ENTRIES SHOWN »

────────────────────

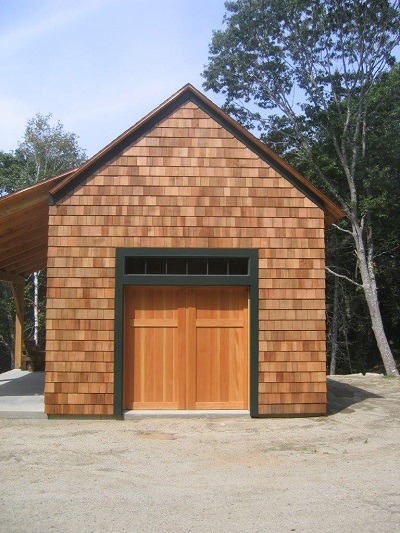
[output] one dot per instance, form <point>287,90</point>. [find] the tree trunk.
<point>334,330</point>
<point>371,295</point>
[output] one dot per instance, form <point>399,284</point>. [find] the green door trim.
<point>122,279</point>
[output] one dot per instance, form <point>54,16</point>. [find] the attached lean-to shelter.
<point>185,271</point>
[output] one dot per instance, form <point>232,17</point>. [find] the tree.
<point>315,63</point>
<point>45,150</point>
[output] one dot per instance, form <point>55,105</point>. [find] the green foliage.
<point>318,80</point>
<point>45,151</point>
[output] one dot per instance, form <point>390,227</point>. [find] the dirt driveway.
<point>338,473</point>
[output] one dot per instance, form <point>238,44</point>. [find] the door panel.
<point>221,351</point>
<point>186,348</point>
<point>152,355</point>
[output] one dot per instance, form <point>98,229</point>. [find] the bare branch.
<point>343,277</point>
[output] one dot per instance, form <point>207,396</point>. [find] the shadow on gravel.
<point>341,396</point>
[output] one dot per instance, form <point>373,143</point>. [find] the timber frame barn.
<point>185,271</point>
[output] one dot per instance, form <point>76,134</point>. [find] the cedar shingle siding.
<point>187,183</point>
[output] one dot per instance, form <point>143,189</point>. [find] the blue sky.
<point>98,65</point>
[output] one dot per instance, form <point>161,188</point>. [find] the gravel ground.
<point>338,473</point>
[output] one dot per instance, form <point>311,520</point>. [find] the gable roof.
<point>189,93</point>
<point>24,215</point>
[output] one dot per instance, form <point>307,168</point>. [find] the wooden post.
<point>18,290</point>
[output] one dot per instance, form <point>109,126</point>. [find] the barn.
<point>185,271</point>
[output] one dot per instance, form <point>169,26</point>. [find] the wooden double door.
<point>186,347</point>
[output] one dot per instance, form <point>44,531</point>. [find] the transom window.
<point>187,266</point>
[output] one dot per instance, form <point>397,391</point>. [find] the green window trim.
<point>122,279</point>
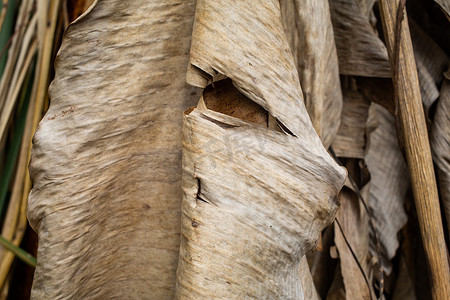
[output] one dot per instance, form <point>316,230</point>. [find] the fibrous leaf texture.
<point>255,199</point>
<point>106,162</point>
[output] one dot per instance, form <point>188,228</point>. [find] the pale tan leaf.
<point>107,155</point>
<point>440,144</point>
<point>360,51</point>
<point>255,200</point>
<point>389,184</point>
<point>309,31</point>
<point>351,139</point>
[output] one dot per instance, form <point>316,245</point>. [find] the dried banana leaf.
<point>445,6</point>
<point>431,63</point>
<point>255,200</point>
<point>440,144</point>
<point>309,31</point>
<point>389,184</point>
<point>351,139</point>
<point>352,227</point>
<point>107,155</point>
<point>360,51</point>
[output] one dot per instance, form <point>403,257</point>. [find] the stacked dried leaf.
<point>105,164</point>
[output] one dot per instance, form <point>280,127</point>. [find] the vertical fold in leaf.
<point>389,184</point>
<point>107,155</point>
<point>360,51</point>
<point>255,200</point>
<point>440,144</point>
<point>309,31</point>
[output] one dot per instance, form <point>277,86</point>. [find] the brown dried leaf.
<point>440,144</point>
<point>255,200</point>
<point>107,155</point>
<point>309,31</point>
<point>389,184</point>
<point>360,51</point>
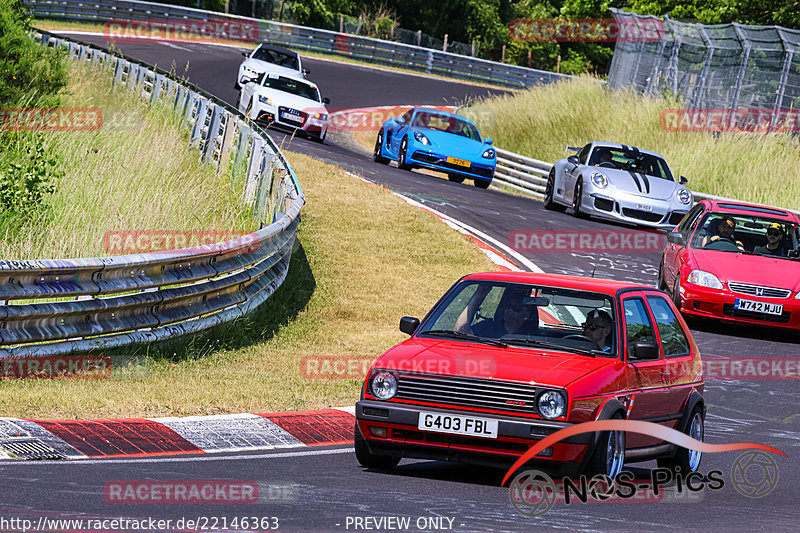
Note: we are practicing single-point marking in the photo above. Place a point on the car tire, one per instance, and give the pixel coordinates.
(401, 157)
(549, 189)
(577, 199)
(376, 153)
(366, 458)
(685, 459)
(608, 457)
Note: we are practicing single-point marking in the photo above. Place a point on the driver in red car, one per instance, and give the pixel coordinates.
(724, 232)
(775, 238)
(598, 327)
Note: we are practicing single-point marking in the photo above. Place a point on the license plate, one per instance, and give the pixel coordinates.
(458, 425)
(292, 118)
(758, 307)
(459, 162)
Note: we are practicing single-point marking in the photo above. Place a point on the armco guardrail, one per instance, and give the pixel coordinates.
(304, 38)
(108, 302)
(529, 176)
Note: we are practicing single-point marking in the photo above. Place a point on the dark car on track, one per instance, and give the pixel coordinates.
(505, 359)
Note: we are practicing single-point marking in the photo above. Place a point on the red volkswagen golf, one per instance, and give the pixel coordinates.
(735, 261)
(505, 359)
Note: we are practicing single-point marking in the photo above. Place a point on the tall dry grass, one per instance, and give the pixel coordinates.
(541, 121)
(137, 172)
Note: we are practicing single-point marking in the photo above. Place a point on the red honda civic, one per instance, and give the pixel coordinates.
(505, 359)
(735, 261)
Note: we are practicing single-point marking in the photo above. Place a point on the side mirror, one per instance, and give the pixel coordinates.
(675, 237)
(409, 324)
(644, 351)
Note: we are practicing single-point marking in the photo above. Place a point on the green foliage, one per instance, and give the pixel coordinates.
(27, 175)
(29, 73)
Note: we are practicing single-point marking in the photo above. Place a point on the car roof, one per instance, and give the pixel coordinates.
(624, 147)
(278, 49)
(609, 287)
(734, 207)
(440, 112)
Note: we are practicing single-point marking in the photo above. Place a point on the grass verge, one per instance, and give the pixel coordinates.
(364, 259)
(539, 122)
(136, 172)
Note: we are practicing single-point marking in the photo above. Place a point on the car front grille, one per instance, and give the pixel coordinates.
(729, 310)
(294, 112)
(758, 290)
(467, 392)
(641, 215)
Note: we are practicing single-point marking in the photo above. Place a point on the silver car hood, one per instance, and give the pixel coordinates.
(638, 183)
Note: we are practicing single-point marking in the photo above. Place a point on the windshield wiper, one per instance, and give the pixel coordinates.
(465, 336)
(544, 344)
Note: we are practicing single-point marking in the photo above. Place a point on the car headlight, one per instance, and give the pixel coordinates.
(599, 179)
(421, 138)
(704, 279)
(383, 385)
(551, 404)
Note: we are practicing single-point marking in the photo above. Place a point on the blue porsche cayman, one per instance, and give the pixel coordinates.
(429, 138)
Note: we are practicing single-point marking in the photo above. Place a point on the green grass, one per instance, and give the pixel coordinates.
(541, 121)
(363, 258)
(137, 172)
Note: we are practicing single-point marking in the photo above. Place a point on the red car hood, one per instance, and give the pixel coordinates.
(522, 365)
(753, 269)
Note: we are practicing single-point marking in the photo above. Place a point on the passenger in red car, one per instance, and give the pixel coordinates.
(774, 244)
(598, 327)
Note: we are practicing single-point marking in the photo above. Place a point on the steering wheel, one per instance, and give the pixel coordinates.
(579, 337)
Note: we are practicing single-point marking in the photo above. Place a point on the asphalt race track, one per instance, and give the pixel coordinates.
(324, 489)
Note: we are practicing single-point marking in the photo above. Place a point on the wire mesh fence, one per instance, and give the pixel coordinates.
(726, 66)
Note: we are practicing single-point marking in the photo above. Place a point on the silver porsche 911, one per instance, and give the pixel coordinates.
(618, 182)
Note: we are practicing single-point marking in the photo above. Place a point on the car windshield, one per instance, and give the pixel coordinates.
(738, 233)
(448, 123)
(527, 315)
(288, 85)
(632, 160)
(275, 57)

────────────────────

EXERCISE PROMPT »
In your copy, include no pictures, but set down every record exactly.

ANSWER TO THIS PROBLEM »
[output] one dot per instance, form <point>287,90</point>. [find] the tree trunk.
<point>334,330</point>
<point>371,295</point>
[output] one dot per instance, form <point>399,284</point>. [find] the green door trim.
<point>122,279</point>
[output] one dot per instance, form <point>54,16</point>. [find] the attached lean-to shelter.
<point>185,271</point>
[output] one dot per instance, form <point>232,17</point>. [find] the tree.
<point>315,63</point>
<point>45,150</point>
[output] one dot per instance, form <point>55,105</point>. [find] the green foliage.
<point>318,80</point>
<point>45,151</point>
[output] one dot per instance, form <point>390,227</point>. [find] the dirt driveway.
<point>338,473</point>
[output] one dot per instance, form <point>238,44</point>. [find] the door panel.
<point>221,351</point>
<point>186,348</point>
<point>152,355</point>
[output] one dot per instance, form <point>98,229</point>. [find] the bare branch.
<point>343,277</point>
[output] one dot per instance, form <point>207,396</point>. [find] the shadow on gravel.
<point>341,396</point>
[output] one dot per instance, form <point>373,143</point>. [find] the timber frame barn.
<point>185,271</point>
[output] one dot per instance, form <point>76,134</point>. [find] the cedar shingle siding.
<point>187,183</point>
[output] one dot per instance, form <point>143,189</point>. [find] the blue sky.
<point>98,65</point>
[output] one dot per instance, form <point>161,188</point>. [find] the gravel ground.
<point>338,473</point>
[output] one dot per instance, form <point>311,520</point>. [find] the gable roof.
<point>189,93</point>
<point>24,215</point>
[output] one dot per instance, form <point>307,168</point>. [find] the wooden post.
<point>18,290</point>
[output] one dot per instance, form <point>109,126</point>. [find] the barn.
<point>185,271</point>
[output] one dot per instance, form <point>169,26</point>. [find] the wooden double door.
<point>186,347</point>
[output] one dot per instance, form <point>44,531</point>. [find] the transom window.
<point>187,266</point>
[output] one dot per instance, form <point>397,391</point>. [find] the green window trim.
<point>122,279</point>
[output] one dot per instance, form <point>316,230</point>. [find] the fibrous leaf texture.
<point>255,199</point>
<point>106,162</point>
[output] one dot per instance, form <point>188,228</point>. [find] the pale tan leaf.
<point>107,155</point>
<point>440,144</point>
<point>360,51</point>
<point>255,200</point>
<point>389,184</point>
<point>309,31</point>
<point>351,139</point>
[output] one dot per instance, form <point>316,245</point>. [find] the dried banana leaf.
<point>445,6</point>
<point>431,63</point>
<point>255,200</point>
<point>440,144</point>
<point>309,31</point>
<point>389,184</point>
<point>351,139</point>
<point>352,227</point>
<point>107,155</point>
<point>360,51</point>
[output] one dot per instance, form <point>403,257</point>. [find] the stacked dried leaf.
<point>105,164</point>
[output] one dot per instance, form <point>280,127</point>. [find] the vertical fold in leaf.
<point>389,184</point>
<point>107,155</point>
<point>360,51</point>
<point>255,200</point>
<point>440,144</point>
<point>309,31</point>
[output] one dot per instance, form <point>277,86</point>. [find] the brown dried leaf.
<point>440,144</point>
<point>255,200</point>
<point>107,155</point>
<point>309,31</point>
<point>389,184</point>
<point>360,51</point>
Note: we are practicing single-point marking in the photo above. Place a point on the car tire, one per instance, and give the pixel coordinates.
(401, 157)
(549, 189)
(577, 199)
(376, 153)
(366, 458)
(685, 459)
(608, 457)
Note: we are practicing single-point marking in the photo above. Place a point on the driver in red car, one per instance, and give the pixel coordinates.
(724, 232)
(775, 238)
(598, 327)
Note: we are practicing single-point marking in the photo above. Place a point on the license plate, one per instance, and give the pixel coordinates.
(458, 425)
(292, 118)
(758, 307)
(459, 162)
Note: we are practicing single-point marking in the photo above. Place a point on the armco guardrail, one per instance, and give the pixel coordinates.
(304, 38)
(108, 302)
(529, 176)
Note: we are practicing single-point marking in the photo above. Place a point on the dark car on track, one per instance, and give the pixel coordinates.
(505, 359)
Note: we are practicing single-point marking in the photo above. Place a point on the red volkswagen golf, one per instance, and give the pixel coordinates.
(735, 261)
(505, 359)
Note: we are practicing single-point marking in the photo above. Place a point on the tall dry grass, one per instance, and give the pixel coordinates.
(541, 121)
(137, 172)
Note: we are practicing single-point marking in the photo above. Place a point on the red honda civic, one per instance, and give the pixel coordinates.
(505, 359)
(735, 261)
Note: we are practicing single-point marking in the photo above. Place a point on the side mirror, one per instance, and give the pixel coordinates.
(675, 237)
(409, 324)
(644, 351)
Note: we are practicing single-point marking in the photo above. Place a point on the green foliage, one per instance, and give the pixel coordinates.
(27, 175)
(29, 73)
Note: we are practicing single-point marking in the photo above. Place a point on the car roof, one per instance, and give the pixel coordinates.
(624, 147)
(278, 49)
(609, 287)
(734, 207)
(440, 112)
Note: we are practicing single-point marking in the photo above. Place a point on the grass verge, one per instance, and give the pixel coordinates.
(364, 259)
(539, 122)
(136, 172)
Note: we are practicing single-point marking in the photo above. Place a point on the car front grille, one per instance, and give the pixel coordinates.
(729, 310)
(294, 112)
(758, 290)
(467, 392)
(641, 215)
Note: we are practicing single-point marking in the photo above. Place a point on the silver car hood, one per instance, and give the pixel coordinates.
(638, 183)
Note: we are practicing single-point marking in the photo above. Place a point on the windshield wiper, one per instance, and give the pixel coordinates.
(465, 336)
(544, 344)
Note: we are practicing single-point marking in the photo above. Place a point on the car headlight, one per instance, and give the pixel coordinates.
(599, 179)
(421, 138)
(704, 279)
(383, 385)
(551, 404)
Note: we are practicing single-point marking in the photo above. Place a point on the blue porsche cayman, one per instance, and give the pixel coordinates.
(429, 138)
Note: we are practicing single-point marking in the photo above. Place a point on the green grass, one per instance, and give the pixel coordinates.
(541, 121)
(363, 258)
(137, 172)
Note: we are practicing single-point marking in the photo above. Place a point on the red car hood, one per instance, and give the pixel coordinates.
(522, 365)
(753, 269)
Note: we are practicing single-point marking in the photo above. Place a point on the passenger in red car, one per instance, and give the pixel coordinates.
(774, 244)
(598, 327)
Note: we are practicing single-point marking in the photo above. Place a point on the steering wheel, one per instance, and give the pixel coordinates.
(579, 337)
Note: we are practicing single-point marking in the photo above. Place a point on the asphalt race track, one per instance, and give the pixel coordinates.
(324, 489)
Note: we are practicing single-point marking in the photo above. Place a point on the wire mesh fence, one per instance, and give the pixel coordinates.
(726, 66)
Note: we are practicing single-point marking in the photo above. Place a point on the silver porsche 911, one per instance, and give the pixel coordinates.
(618, 182)
Note: we are practicing single-point marking in the photo above. Place a point on the car windshield, one per instance, and give the pixel coordinates.
(738, 233)
(448, 123)
(527, 315)
(288, 85)
(632, 160)
(275, 57)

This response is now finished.